Task brief: Can you turn these lines of data into a numbered list, with blank lines left out?

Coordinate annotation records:

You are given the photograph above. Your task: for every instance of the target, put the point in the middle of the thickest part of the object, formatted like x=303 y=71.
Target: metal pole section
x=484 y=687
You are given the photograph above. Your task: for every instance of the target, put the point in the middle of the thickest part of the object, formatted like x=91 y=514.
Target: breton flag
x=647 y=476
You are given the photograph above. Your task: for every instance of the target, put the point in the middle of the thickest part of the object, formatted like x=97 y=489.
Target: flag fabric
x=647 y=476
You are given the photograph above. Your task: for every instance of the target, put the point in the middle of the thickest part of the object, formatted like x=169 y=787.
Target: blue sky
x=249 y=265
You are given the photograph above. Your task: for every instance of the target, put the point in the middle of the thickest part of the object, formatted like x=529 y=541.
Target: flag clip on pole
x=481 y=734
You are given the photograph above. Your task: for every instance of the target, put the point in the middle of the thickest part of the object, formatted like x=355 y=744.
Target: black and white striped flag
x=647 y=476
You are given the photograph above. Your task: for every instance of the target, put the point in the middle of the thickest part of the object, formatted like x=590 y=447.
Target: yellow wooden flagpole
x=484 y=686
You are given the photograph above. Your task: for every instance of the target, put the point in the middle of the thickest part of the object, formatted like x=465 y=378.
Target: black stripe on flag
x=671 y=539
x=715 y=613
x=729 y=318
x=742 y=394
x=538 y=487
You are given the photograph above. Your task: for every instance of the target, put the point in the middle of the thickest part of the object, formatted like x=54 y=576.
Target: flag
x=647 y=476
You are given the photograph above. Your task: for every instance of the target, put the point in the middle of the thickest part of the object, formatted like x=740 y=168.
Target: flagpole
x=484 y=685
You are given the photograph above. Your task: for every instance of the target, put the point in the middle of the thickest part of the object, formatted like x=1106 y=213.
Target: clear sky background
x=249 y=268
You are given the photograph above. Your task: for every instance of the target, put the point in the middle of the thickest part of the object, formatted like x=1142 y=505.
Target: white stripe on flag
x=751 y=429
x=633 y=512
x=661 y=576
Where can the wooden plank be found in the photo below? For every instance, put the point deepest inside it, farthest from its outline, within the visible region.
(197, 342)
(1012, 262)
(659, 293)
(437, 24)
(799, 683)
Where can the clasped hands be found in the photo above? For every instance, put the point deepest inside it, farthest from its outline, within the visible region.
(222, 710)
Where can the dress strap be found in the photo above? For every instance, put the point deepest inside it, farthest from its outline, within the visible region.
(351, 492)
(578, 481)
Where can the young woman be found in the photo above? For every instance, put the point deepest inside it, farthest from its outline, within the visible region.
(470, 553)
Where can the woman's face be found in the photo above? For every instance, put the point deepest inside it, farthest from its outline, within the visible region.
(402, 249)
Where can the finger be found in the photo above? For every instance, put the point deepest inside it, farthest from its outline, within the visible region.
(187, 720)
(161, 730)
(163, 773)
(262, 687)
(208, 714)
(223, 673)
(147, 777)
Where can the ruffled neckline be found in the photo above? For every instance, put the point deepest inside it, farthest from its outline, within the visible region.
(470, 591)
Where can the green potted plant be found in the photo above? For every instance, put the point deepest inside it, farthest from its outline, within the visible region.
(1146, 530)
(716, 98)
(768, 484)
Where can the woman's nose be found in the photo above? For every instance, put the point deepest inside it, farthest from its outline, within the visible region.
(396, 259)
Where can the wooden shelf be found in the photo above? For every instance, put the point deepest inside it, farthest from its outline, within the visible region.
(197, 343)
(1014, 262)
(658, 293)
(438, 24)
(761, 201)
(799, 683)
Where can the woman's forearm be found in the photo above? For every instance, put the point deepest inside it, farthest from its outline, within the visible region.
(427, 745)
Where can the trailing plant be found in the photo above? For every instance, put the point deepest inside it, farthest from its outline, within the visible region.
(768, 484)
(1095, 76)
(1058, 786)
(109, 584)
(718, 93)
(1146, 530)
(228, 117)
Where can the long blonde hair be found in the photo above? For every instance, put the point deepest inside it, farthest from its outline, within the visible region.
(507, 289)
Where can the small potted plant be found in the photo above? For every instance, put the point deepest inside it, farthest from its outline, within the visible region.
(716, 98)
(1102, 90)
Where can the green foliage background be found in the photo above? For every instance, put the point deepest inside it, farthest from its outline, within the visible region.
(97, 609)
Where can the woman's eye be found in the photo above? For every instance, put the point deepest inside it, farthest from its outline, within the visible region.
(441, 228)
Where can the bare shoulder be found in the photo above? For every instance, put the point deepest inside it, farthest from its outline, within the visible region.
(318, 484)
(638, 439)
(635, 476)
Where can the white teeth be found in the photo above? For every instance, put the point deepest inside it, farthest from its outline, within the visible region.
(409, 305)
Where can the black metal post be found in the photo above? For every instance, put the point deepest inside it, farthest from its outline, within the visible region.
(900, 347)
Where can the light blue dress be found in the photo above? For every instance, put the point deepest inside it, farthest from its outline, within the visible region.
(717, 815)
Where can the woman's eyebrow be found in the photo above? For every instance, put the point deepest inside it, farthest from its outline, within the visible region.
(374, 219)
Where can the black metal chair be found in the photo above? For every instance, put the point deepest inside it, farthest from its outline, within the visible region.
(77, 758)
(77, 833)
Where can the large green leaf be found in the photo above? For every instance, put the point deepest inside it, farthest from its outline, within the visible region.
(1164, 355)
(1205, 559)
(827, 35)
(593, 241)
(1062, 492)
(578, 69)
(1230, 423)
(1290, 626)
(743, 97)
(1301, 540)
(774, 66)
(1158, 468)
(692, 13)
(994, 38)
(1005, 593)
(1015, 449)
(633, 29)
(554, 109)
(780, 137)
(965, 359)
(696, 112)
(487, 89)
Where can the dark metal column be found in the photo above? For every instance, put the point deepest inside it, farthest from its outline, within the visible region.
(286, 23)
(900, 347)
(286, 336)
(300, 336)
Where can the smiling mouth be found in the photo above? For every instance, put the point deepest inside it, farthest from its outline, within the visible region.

Finished task:
1. You are given the photograph above. Your task: for every instance of the target, put the point in the middle of the thickest part of the object, formatted like x=303 y=71.
2. Target: metal pole section
3. x=484 y=687
4. You are given the photograph above. Your task: for every instance of the target, put the point in the middle of the thickest part of the object, formatted like x=91 y=514.
5. Target: breton flag
6. x=647 y=476
7. You are given the photograph above. Your task: for every instance of the target, put the point in the middle of the thickest part of the object, formatted like x=97 y=489.
8. Target: flag fabric
9. x=647 y=476
10. You are given the photograph above. Your task: for every instance of the target, put the point in the middle of the thickest part of the object, formatted like x=169 y=787.
11. Target: blue sky
12. x=249 y=265
13. You are given the photograph above. Your task: for every instance of the target, put the point in the middle of the thickest part of the object, formatted like x=529 y=541.
14. Target: flag clip on pole
15. x=481 y=734
16. You are given the photograph above. Your task: for every instance of the target, put the point in the middle of the thickest part of the object, formatted like x=355 y=744.
17. Target: black and white striped flag
18. x=647 y=476
19. You are given the photograph above. Your task: for every instance of the target, put the point in the middle of the thickest part of the object, formatted like x=590 y=447.
20. Target: yellow wooden flagpole
21. x=484 y=686
22. You are given the photograph above. Your task: for every instance of the target, put the point in the middle of the thickest part of the object, formatted like x=465 y=378.
23. Target: black stripe on flag
24. x=671 y=539
25. x=715 y=613
26. x=729 y=318
27. x=742 y=394
28. x=538 y=487
29. You are given the photograph above. Your task: for every instance of the target, put the point in the middle of the thickest part of the object, formatted like x=54 y=576.
30. Target: flag
31. x=647 y=476
32. You are given the photograph above. Your task: for every instance of the target, put the point in the middle of the thickest part of the object, formatted like x=740 y=168.
33. Target: flagpole
34. x=484 y=685
35. You are given the photograph above. Your task: for every instance of the target, put the point in the middle of the thickest part of the object, formatted like x=1106 y=213.
36. Target: clear sky background
37. x=249 y=268
38. You are given the photograph above. Your task: for every instance of the target, put the point in the middle of the thickest part of the object, formatted like x=1142 y=505.
39. Target: white stripe on flag
40. x=751 y=429
41. x=633 y=512
42. x=661 y=576
43. Where can the wooden plank be found in the photo below? For every instance, put the point deepest inside it, farthest from its outline, within the visible region.
44. (197, 342)
45. (1012, 262)
46. (659, 293)
47. (437, 24)
48. (799, 683)
49. Where can the clasped hands be found in the photo above? For every instance, put the point deepest inside it, farthest from its outline, within the visible region.
50. (222, 710)
51. Where can the dress strap be found in the photo above? For every instance, put the point deepest inside it, farthest from its outline, within the visible region.
52. (351, 492)
53. (578, 481)
54. Where can the young woman be found in the photo above? For every instance, put the point deepest inside it, farthest from its outline, within the visible region.
55. (470, 553)
56. Where can the woman's face be found in the photo above? For every instance, put the point deepest inside it, farthest from its outline, within the visible region.
57. (402, 249)
58. Where can the finger be found in the photo above? For every instance, put the point deepest inside it, farthest from its outline, within the visible region.
59. (187, 720)
60. (161, 730)
61. (163, 773)
62. (262, 687)
63. (208, 714)
64. (223, 673)
65. (147, 777)
66. Where can the ruffled neckline be found in the photo above? For every instance, put the point deepest inside it, farthest from its outline, within the visible region.
67. (470, 591)
68. Where can the green potted plant be found in the photo above? For every instance, put the point deepest inside it, farthest from its outline, within the visible region.
69. (1146, 530)
70. (716, 98)
71. (768, 484)
72. Where can the woman's nose be found in the photo above? For every instance, put the point deepest inside it, farthest from its outline, within the visible region.
73. (396, 259)
74. Where can the wooden shelf be found in the photo above? For every instance, put the point deepest inside it, farthest from its outline, within the visible region.
75. (197, 343)
76. (1014, 262)
77. (658, 293)
78. (438, 24)
79. (761, 201)
80. (799, 683)
81. Where can the woman's forearm be found in the photo above? For every instance, put the point deepest inside it, farthest from its outline, within the visible region.
82. (427, 745)
83. Where can the trailing plant be found in the photo above? For every instance, put the point deepest inside it, farthest from its outline, within the visible region.
84. (768, 484)
85. (1095, 76)
86. (1058, 786)
87. (109, 584)
88. (718, 93)
89. (1146, 530)
90. (228, 117)
91. Where can the long blonde hair be found in the photo above? For every instance, put the point deepest inside it, farthest from its outline, within the visible region.
92. (507, 289)
93. Where can the small potted plant be found in the photo above? For every instance, put the point deepest inside it, farthest from its outline, within the visible region.
94. (716, 98)
95. (1102, 90)
96. Where can the green foliage background be found in the photo above? For every instance, put the point deepest inside it, farthest from its outline, within the visible region.
97. (97, 609)
98. Where can the woman's eye be found in the photo above? For every instance, put the point deepest inside it, farthest from its outline, within the visible region.
99. (441, 228)
100. Where can the bare shoulder be found in the photo above? For every instance, put the point deepest inside it, farthest from its outline, within the visible region.
101. (318, 484)
102. (638, 439)
103. (635, 476)
104. Where can the white teeth be found in the photo above? For every instance, put the point deepest inside it, farthest from its outline, within the visible region.
105. (409, 305)
106. Where can the black metal post be found in the photo above? For every instance, put the point deepest inside it, farthest from its outline, within the visible region.
107. (900, 347)
108. Where can the light blue dress be found in the photo above? For every instance, put the point deepest inside it, farthest from its outline, within the visible region.
109. (717, 815)
110. Where can the woman's eyebrow be found in the photo above? For every instance, put the point deepest inside it, farthest from its outline, within the visible region.
111. (374, 219)
112. Where can the black metal chair be found in the photo above? For every instance, put the point deepest inside it, farthest from its outline, within the visible region.
113. (77, 758)
114. (77, 833)
115. Where can the large green leaf be found in the photo above? For every instance, put the point deepest inside it, farthest from its outline, within the visible region.
116. (1164, 355)
117. (1205, 559)
118. (827, 35)
119. (593, 241)
120. (1062, 492)
121. (578, 69)
122. (1230, 423)
123. (1290, 626)
124. (743, 97)
125. (1301, 540)
126. (774, 66)
127. (1158, 468)
128. (692, 13)
129. (994, 38)
130. (1005, 593)
131. (1015, 449)
132. (633, 29)
133. (554, 109)
134. (780, 137)
135. (965, 359)
136. (696, 112)
137. (487, 89)
138. Where can the dark metal column be found in the photo above? For every instance, put the point deepest inside it, farthest from its outline, within the visible region.
139. (286, 23)
140. (900, 347)
141. (286, 336)
142. (300, 336)
143. Where can the smiling mouth be found in the photo above? For every instance, put the point deepest inside it, farthest from its outline, within the visible region.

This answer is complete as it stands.